(Kutipan Berita):
■ ■ ■ ■ ■
Sumber: Kompas.com | Editor: Dikky Setiawan
JAKARTA. Koalisi Masyarakat Sipil Selamatkan Mahkamah Konstitusi menilai proses uji materi terhadap Undang-Undang Nomor 4 tahun 2014 tentang Penetapan Perppu Nomor 1 tahun 2013 tentang Perubahan Kedua UU Mahkamah Konstitusi penuh dengan kejanggalan. Untuk itu, koalisi meminta mahkamah membatalkan uji materi itu.
"Kami melihat ada keganjilan dan kami mensinyalir ini berdampak pada matinya integritas Mahkamah Konstitusi ke depan," kata salah satu perwakilan anggota koalisi, Erwin Natosmal Oemar, saat jumpa pers di Kantor Yayasan Lembaga Bantuan Hukum Indonesia, Jakarta, Rabu (12/2/2014).
Salah satu kejanggalan itu, kata Erwin, adalah proses uji materi yang begitu cepat. Jangka waktu mulai dari sidang pemeriksaan pendahuluan sampai dengan pembacaan putusan yang direncanakan Kamis (13/1/2014), hanya memakan waktu dua puluh hari.
■ ■ ■ ■ ■
(Daftar Tugas):
a: Ulangi persis bagian berita tentang uji materi UU Mahkamah Konstitusi di antara "Sumber: Kompas.com |" dan "Jakarta, Rabu (12/2/2014).", kedua ujungnya ikut disalin.
b: Sebutkan semua nama lembaga atau organisasi yang muncul dalam berita tentang uji materi UU Mahkamah Konstitusi, mulai dari kata "JAKARTA." sampai akhir.
c: Lanjutkan berita tentang uji materi UU Mahkamah Konstitusi mulai setelah kalimat terakhirnya.
Data di bawah ini tidak perlu dipakai.

(Kumpulan Data):
■ ■ ■ ■ ■
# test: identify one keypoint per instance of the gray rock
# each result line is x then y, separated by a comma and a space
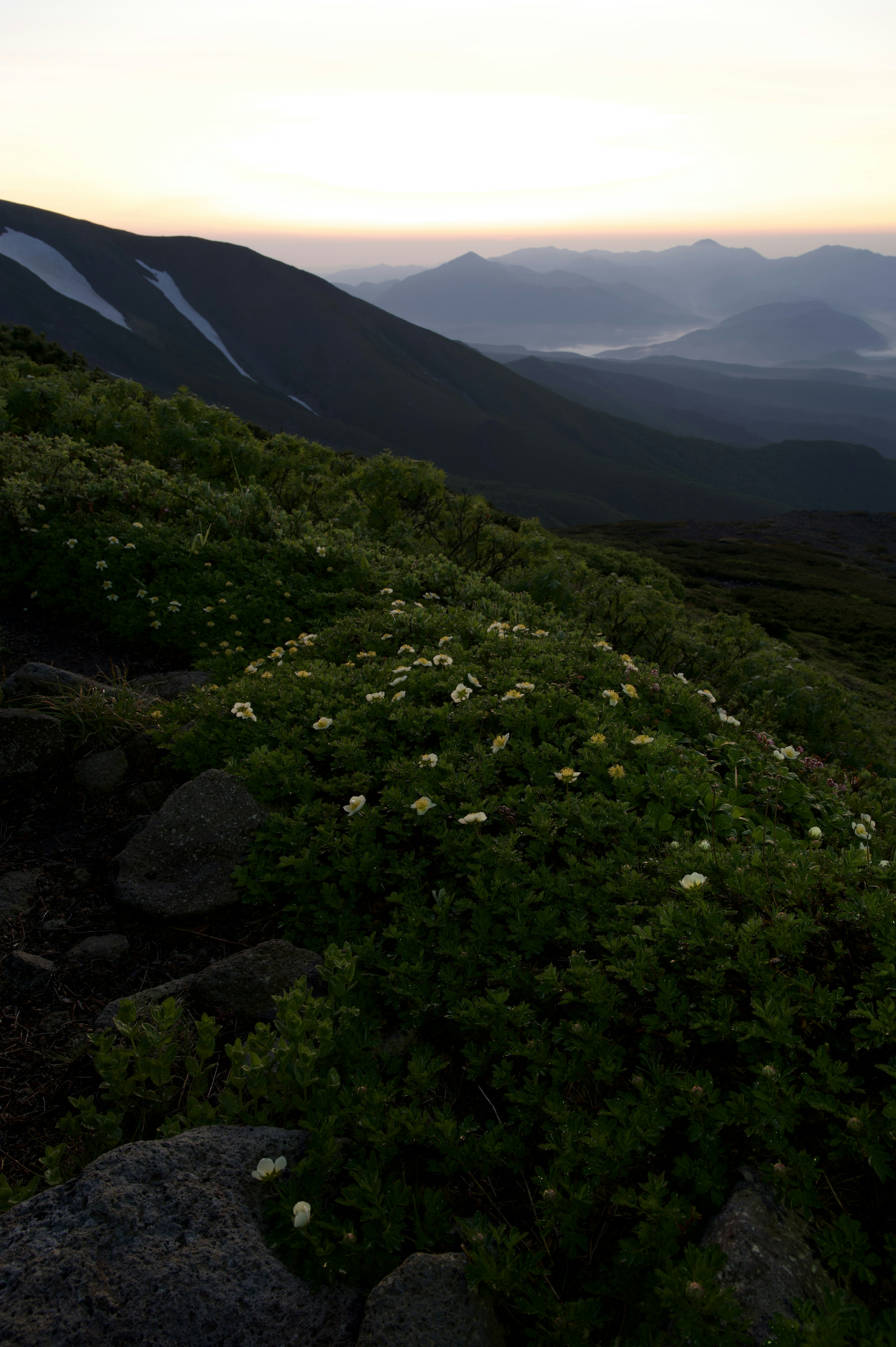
■ ■ ■ ■ ■
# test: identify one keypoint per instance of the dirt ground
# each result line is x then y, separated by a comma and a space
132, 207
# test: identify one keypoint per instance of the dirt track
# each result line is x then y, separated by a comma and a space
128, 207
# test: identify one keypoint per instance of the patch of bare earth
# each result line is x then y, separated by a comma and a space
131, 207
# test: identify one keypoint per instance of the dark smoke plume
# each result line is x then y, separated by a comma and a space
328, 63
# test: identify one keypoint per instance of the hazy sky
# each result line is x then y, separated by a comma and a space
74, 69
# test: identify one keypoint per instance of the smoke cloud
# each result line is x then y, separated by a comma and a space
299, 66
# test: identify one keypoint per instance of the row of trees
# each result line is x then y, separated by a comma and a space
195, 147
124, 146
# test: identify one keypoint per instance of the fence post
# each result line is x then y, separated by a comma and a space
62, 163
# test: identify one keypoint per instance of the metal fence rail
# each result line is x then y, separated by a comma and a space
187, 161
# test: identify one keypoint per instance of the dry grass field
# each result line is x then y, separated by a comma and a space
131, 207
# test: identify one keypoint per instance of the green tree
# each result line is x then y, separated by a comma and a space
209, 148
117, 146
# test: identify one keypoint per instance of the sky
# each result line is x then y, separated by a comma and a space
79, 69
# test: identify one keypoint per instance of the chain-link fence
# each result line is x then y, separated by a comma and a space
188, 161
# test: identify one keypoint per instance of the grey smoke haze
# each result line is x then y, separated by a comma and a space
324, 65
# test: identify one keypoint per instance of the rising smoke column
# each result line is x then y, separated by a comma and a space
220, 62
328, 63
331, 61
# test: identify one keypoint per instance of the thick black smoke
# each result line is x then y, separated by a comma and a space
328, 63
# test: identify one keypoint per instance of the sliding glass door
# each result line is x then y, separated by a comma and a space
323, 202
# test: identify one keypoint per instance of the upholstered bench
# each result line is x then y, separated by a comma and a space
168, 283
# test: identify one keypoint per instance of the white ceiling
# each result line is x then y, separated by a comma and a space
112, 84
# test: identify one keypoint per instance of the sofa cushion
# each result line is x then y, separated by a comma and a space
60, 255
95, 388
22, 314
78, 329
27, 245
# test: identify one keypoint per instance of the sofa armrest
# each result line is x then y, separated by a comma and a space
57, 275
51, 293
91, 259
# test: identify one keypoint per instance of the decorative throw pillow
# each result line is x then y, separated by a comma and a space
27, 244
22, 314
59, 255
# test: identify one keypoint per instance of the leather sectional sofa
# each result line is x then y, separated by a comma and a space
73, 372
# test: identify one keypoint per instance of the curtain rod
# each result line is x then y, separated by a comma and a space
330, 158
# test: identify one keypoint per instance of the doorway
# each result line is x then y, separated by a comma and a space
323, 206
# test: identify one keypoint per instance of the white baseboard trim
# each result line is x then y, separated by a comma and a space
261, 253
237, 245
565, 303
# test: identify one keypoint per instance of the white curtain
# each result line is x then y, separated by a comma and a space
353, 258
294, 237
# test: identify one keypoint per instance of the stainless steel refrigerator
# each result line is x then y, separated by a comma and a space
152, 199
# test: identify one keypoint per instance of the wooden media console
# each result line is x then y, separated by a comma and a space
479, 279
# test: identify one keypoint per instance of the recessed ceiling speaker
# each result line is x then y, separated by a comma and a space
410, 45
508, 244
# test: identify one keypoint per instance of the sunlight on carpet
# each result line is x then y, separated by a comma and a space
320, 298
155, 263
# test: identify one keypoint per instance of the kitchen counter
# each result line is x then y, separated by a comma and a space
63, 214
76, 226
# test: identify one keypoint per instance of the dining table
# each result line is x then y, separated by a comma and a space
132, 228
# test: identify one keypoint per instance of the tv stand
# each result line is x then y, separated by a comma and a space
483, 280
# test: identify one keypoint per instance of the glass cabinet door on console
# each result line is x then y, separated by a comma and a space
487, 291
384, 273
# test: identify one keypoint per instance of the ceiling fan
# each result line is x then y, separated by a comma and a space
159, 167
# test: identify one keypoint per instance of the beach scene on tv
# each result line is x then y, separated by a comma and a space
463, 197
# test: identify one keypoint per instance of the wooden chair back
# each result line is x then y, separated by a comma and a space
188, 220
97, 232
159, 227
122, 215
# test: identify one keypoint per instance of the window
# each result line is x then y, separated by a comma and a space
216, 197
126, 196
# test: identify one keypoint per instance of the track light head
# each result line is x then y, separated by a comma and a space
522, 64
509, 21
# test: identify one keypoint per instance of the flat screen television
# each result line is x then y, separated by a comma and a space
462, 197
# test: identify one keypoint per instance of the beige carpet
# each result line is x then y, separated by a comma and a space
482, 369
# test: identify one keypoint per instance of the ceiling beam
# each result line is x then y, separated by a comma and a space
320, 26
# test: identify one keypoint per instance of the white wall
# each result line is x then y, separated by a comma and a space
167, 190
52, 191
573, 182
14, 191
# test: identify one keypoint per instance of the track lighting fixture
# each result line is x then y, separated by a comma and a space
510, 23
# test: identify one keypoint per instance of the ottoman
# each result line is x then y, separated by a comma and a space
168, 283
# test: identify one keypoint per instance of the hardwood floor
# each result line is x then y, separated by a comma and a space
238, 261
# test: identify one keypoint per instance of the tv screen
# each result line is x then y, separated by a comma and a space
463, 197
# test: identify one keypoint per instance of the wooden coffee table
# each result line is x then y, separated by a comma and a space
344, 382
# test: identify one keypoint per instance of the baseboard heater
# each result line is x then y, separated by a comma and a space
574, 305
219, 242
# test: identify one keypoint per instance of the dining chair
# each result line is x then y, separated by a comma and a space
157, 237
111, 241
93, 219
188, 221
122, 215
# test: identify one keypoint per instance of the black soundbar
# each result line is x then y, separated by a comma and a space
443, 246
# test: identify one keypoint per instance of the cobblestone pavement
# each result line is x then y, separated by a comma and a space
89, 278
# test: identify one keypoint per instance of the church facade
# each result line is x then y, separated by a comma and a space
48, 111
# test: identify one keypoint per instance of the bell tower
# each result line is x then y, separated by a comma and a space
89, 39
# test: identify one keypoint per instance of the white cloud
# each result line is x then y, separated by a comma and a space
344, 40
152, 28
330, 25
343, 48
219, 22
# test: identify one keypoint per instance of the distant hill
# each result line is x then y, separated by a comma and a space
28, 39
■ ■ ■ ■ ■
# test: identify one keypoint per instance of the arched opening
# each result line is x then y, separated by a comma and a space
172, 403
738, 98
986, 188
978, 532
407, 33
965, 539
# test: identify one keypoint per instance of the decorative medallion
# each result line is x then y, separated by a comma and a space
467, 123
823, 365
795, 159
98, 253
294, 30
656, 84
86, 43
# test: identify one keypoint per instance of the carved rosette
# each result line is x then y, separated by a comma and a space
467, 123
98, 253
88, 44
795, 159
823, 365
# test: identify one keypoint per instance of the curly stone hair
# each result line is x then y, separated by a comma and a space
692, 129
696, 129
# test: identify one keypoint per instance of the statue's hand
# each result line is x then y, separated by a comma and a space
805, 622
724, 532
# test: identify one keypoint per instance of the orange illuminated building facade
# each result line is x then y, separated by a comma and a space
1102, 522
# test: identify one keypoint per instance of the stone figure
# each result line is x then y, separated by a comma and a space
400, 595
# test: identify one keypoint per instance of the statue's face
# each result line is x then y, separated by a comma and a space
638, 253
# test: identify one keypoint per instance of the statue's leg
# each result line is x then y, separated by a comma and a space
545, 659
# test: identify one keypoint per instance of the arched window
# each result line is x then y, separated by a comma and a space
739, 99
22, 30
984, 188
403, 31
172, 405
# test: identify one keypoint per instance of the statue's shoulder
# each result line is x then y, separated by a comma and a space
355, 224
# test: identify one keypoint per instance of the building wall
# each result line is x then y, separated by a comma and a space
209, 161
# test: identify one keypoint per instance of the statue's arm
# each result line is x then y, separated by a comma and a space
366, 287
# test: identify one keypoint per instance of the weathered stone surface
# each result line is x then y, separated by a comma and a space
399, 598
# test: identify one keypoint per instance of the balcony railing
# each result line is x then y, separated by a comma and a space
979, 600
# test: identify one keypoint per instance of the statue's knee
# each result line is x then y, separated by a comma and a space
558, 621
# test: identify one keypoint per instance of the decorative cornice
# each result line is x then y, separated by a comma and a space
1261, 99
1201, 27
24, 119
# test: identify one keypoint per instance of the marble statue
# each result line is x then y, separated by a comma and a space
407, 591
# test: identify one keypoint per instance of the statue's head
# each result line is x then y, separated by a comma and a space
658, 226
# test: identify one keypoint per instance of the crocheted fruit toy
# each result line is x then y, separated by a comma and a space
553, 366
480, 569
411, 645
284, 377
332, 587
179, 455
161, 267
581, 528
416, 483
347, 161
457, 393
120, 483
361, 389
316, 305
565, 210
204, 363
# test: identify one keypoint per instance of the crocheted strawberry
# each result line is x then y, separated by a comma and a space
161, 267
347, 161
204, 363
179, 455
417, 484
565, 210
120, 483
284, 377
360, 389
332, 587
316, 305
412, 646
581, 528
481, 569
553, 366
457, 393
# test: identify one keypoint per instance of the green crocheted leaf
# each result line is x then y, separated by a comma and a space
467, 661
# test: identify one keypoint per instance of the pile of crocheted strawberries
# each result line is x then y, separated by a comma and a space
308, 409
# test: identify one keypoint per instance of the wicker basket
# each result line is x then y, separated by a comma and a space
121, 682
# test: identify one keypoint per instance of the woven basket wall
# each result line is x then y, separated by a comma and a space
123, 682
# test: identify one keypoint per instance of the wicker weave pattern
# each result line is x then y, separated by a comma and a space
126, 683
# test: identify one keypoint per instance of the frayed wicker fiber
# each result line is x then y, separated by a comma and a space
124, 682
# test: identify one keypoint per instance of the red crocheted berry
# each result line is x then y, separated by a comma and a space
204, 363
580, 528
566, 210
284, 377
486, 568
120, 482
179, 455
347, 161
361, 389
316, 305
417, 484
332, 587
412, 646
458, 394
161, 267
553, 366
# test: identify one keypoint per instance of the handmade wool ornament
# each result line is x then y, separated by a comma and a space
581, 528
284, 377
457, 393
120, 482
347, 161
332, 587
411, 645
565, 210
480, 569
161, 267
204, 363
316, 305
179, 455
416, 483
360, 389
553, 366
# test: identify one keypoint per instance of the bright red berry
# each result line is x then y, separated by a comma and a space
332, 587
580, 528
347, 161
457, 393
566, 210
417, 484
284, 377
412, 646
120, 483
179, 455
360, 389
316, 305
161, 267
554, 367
■ ■ ■ ■ ■
(Jawaban Berurutan):
a:
Sumber: Kompas.com | Editor: Dikky Setiawan
JAKARTA. Koalisi Masyarakat Sipil Selamatkan Mahkamah Konstitusi menilai proses uji materi terhadap Undang-Undang Nomor 4 tahun 2014 tentang Penetapan Perppu Nomor 1 tahun 2013 tentang Perubahan Kedua UU Mahkamah Konstitusi penuh dengan kejanggalan. Untuk itu, koalisi meminta mahkamah membatalkan uji materi itu.
"Kami melihat ada keganjilan dan kami mensinyalir ini berdampak pada matinya integritas Mahkamah Konstitusi ke depan," kata salah satu perwakilan anggota koalisi, Erwin Natosmal Oemar, saat jumpa pers di Kantor Yayasan Lembaga Bantuan Hukum Indonesia, Jakarta, Rabu (12/2/2014).

b:
Koalisi Masyarakat Sipil Selamatkan Mahkamah Konstitusi
Mahkamah Konstitusi
Yayasan Lembaga Bantuan Hukum Indonesia

c:
Lazimnya, kata Erwin, proses pembuktian dalam sidang uji materi di MK berlangsung tiga kali. Jarak antar-sidang adalah dua minggu. Dalam uji materi UU MK setidaknya memerlukan 5 kali sidang. Jadi, normalnya memerlukan waktu 10 minggu.
"Itu belum dihitung dengan proses kesimpulan dan pembacaan sidang. Anggaplah paling cepat dua proses itu 14 hari, maka untuk pengujian UU MK memakan waktu 12 minggu," kata Erwin.
Kejanggalan lainnya, lanjut Erwin, sidang pemeriksaan yang hanya dilangsungkan satu kali. Selain itu, kata dia, pihak terkait dalam hal ini Presiden, Dewan Perwakilan Rakyat, dan Komisi Yudisial juga diberikan waktu yang sangat terbatas untuk menyampaikan pendapat.
"Berdasarkan informasi yang kami terima, presiden (Susilo Bambang Yudhoyono) dan KY sampai hari ini juga belum mendapat surat, padahal pembacaan putusan dilakukan besok," ucapnya.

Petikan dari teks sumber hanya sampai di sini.